What to do -
Render the lines below as a numbered list, omitting any blank lines and excluding the pictures.

-- Begin Stored records --

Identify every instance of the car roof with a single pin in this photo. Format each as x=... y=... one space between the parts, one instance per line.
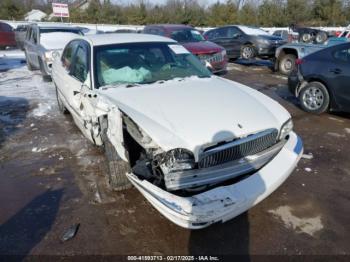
x=56 y=26
x=121 y=38
x=171 y=26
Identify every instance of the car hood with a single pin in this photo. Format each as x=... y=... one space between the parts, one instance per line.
x=203 y=47
x=271 y=37
x=194 y=113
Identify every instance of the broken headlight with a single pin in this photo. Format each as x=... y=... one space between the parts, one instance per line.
x=286 y=129
x=177 y=160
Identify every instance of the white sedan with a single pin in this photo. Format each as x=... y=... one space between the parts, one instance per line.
x=200 y=148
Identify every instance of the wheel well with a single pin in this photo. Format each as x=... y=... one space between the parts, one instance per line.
x=288 y=51
x=315 y=79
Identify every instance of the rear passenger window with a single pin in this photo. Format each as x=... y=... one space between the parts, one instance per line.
x=342 y=55
x=221 y=33
x=80 y=65
x=209 y=35
x=232 y=32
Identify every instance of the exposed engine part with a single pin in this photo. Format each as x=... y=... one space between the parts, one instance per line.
x=140 y=137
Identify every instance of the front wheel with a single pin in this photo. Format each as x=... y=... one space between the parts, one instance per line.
x=247 y=52
x=314 y=98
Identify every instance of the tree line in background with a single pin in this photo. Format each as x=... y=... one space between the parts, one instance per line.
x=276 y=13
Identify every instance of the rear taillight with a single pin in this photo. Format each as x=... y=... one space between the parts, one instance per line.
x=299 y=61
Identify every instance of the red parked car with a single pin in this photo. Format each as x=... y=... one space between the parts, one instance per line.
x=211 y=54
x=7 y=36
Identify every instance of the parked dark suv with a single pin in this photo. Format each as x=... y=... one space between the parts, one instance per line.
x=244 y=41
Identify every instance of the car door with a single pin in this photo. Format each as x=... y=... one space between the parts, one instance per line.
x=61 y=69
x=339 y=71
x=228 y=38
x=33 y=46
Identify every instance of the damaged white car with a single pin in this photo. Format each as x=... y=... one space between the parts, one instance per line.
x=200 y=148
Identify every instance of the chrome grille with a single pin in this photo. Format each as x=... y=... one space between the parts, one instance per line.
x=238 y=149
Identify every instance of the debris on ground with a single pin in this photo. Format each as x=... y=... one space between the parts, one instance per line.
x=335 y=135
x=70 y=232
x=308 y=226
x=308 y=156
x=336 y=119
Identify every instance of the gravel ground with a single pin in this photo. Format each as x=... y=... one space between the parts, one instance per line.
x=51 y=177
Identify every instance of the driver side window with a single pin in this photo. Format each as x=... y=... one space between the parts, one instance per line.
x=80 y=65
x=68 y=53
x=232 y=32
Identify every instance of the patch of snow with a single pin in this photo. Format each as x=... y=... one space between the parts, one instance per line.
x=335 y=135
x=336 y=119
x=18 y=83
x=310 y=225
x=308 y=156
x=38 y=150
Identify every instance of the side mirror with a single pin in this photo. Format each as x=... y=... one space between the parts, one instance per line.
x=55 y=54
x=236 y=36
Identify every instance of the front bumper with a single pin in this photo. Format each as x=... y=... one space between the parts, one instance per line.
x=264 y=50
x=225 y=202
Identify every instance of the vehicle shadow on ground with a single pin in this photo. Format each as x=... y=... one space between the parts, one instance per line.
x=230 y=238
x=24 y=230
x=13 y=111
x=233 y=236
x=255 y=62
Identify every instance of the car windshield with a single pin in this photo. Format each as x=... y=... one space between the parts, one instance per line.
x=144 y=63
x=252 y=30
x=187 y=35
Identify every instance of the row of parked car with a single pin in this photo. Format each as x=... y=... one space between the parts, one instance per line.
x=215 y=47
x=137 y=96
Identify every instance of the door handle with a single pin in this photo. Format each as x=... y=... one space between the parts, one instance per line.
x=336 y=71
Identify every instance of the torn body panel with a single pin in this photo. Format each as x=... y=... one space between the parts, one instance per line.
x=224 y=202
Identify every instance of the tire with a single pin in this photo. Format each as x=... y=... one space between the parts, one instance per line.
x=314 y=98
x=60 y=105
x=286 y=64
x=46 y=78
x=118 y=168
x=305 y=38
x=321 y=37
x=248 y=52
x=29 y=65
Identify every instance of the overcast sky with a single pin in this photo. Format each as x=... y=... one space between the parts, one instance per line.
x=204 y=2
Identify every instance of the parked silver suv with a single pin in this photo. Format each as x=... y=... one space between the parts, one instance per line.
x=40 y=43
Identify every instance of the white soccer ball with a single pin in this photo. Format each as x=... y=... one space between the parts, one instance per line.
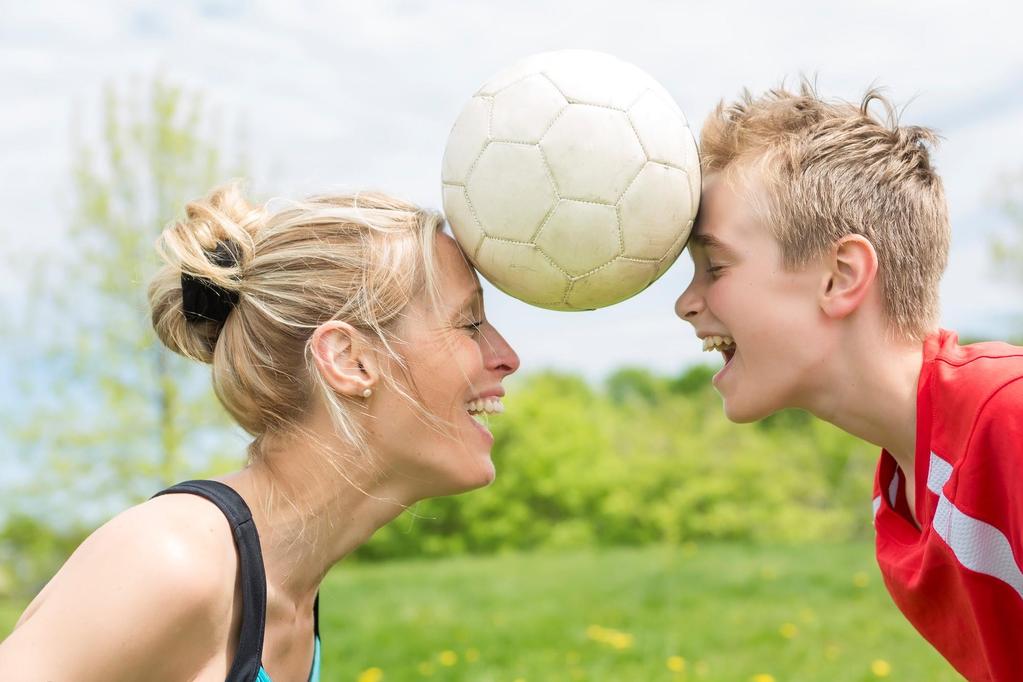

-- End Stored records --

Written answer -
1. Identify every instance of the car roof with a single pin in this photo. Format each as x=... y=... one space between the parts, one instance per line.
2. x=56 y=26
3. x=121 y=38
4. x=171 y=26
5. Identify every instance of the car hood with a single pin in this photo. Format each as x=... y=... one space between the parts, one instance per line.
6. x=203 y=47
7. x=271 y=37
8. x=194 y=113
9. Identify every instance of the broken headlight with a single pin in this photo. Format each as x=... y=... one space between the parts, one instance per line.
10. x=286 y=129
11. x=177 y=160
12. Identify every instance of the white sedan with a single pin in this photo. Format each as x=... y=... one space between the parts, one instance per line.
13. x=200 y=148
14. Identify every instance of the wheel well with a single pin in this photo. Format each as x=... y=... one space between the parts, one instance per line.
15. x=288 y=51
16. x=315 y=79
17. Identify every instance of the rear passenger window with a single pin in this photo. Format each as x=... y=... one space between the parts, one instance per line.
18. x=342 y=55
19. x=221 y=33
20. x=80 y=65
21. x=209 y=35
22. x=232 y=32
23. Identify every instance of the exposed engine part with a single pin in this photo. Format each as x=... y=... one space between the parts, one instance per line.
24. x=140 y=137
25. Identify every instance of the front wheel with a single pin in this photo. Format each as x=... y=... one space between the parts, one instance per line.
26. x=247 y=52
27. x=314 y=98
28. Identify every instance of the tree line in background with a single pin in this photo. Format each as x=... y=... one space between the parts, one instance per line.
29. x=276 y=13
30. Identify every instance of the rear taillight with a single pin in this photo. Format each as x=... y=... one space between the parts, one instance per line.
31. x=299 y=61
32. Identify every instance of the red parked car with a single pin in this photo. Format each as x=... y=... one space between the parts, one instance per line.
33. x=211 y=54
34. x=7 y=36
35. Identify every instance of the parked dark suv with a single pin in this photo. Format each as x=... y=... one space between the parts, one instance per line.
36. x=244 y=41
37. Identify every instance of the car door with a single pin in this photo. Format each as x=... y=... one space between the parts, one instance per line.
38. x=61 y=69
39. x=339 y=71
40. x=228 y=38
41. x=33 y=46
42. Identify every instance of the damaged white car with a single pin in this photo. Format each as x=... y=... one space between the parts, one instance per line.
43. x=200 y=148
44. Identify every instance of the chrome grille with a single pin in this photo. Format each as x=... y=... one space between the parts, one instance per line.
45. x=238 y=149
46. Identify every instance of the debris on ground with a single pin in this photo. Format each as x=... y=... one space between the parts, one instance per line.
47. x=335 y=135
48. x=70 y=232
49. x=308 y=226
50. x=308 y=156
51. x=336 y=119
52. Identify every instance of the gravel ground with a single pin in this photo. Format each as x=... y=... one space between the parts, one instance per line.
53. x=51 y=177
54. Identify every instance of the driver side window with a single pin in this photo. Format each as x=... y=... one space between the parts, one instance per line.
55. x=80 y=65
56. x=68 y=53
57. x=232 y=32
58. Identify every instance of the patch of snow with a single pin in this photo. Format each as x=... y=... one space between the parts, one instance per line.
59. x=335 y=135
60. x=336 y=119
61. x=18 y=83
62. x=310 y=225
63. x=308 y=156
64. x=38 y=150
65. Identify every instance of the side mirror with a single pin in this photo. Format each as x=... y=... one space between the parts, one instance per line.
66. x=55 y=54
67. x=236 y=36
68. Identify every instance of the front bumper with a single pin in this photo. Format each as x=... y=... one space between the parts, one instance per line.
69. x=264 y=50
70. x=225 y=202
71. Identify every instance of the vehicle shadow on ground with a single pin in this photo. Format each as x=... y=... one space between the parts, one instance per line.
72. x=230 y=238
73. x=24 y=230
74. x=13 y=111
75. x=233 y=236
76. x=255 y=62
77. Identify every instance of the car windshield with a single pin in this photo. Format each as x=... y=... one space between the parts, one instance per line.
78. x=144 y=63
79. x=252 y=30
80. x=187 y=35
81. Identify every instance of the row of parked car with a single pin in this photo. Format each as x=... y=... one space between the parts, one instance per line.
82. x=215 y=47
83. x=137 y=96
84. Identify every instance of the door handle with a single pin in this photo. Format each as x=... y=... one space between the parts, one instance per line.
85. x=336 y=71
86. Identify every instance of the torn body panel with a single pin in this photo. Format each as x=... y=... one space between the parts, one instance per line.
87. x=224 y=202
88. Identify every instance of the tire with a single pin in this photo. Format each as x=... y=... one space between the parts, one instance per line.
89. x=314 y=98
90. x=60 y=105
91. x=286 y=64
92. x=46 y=78
93. x=118 y=168
94. x=305 y=38
95. x=321 y=37
96. x=248 y=52
97. x=29 y=65
98. Identify every instance of the overcast sky with a single pin in this photo. Format each as x=... y=... one space between the parts, one instance per line.
99. x=204 y=2
100. Identify every instance of the parked silver suv with a single pin in this photo. Format each as x=... y=... one space between the parts, one instance per line.
101. x=40 y=43
102. Identify every instance of the white soccer ball with a single pin in this photo. Format each as x=... y=... one space between the parts, one instance per line.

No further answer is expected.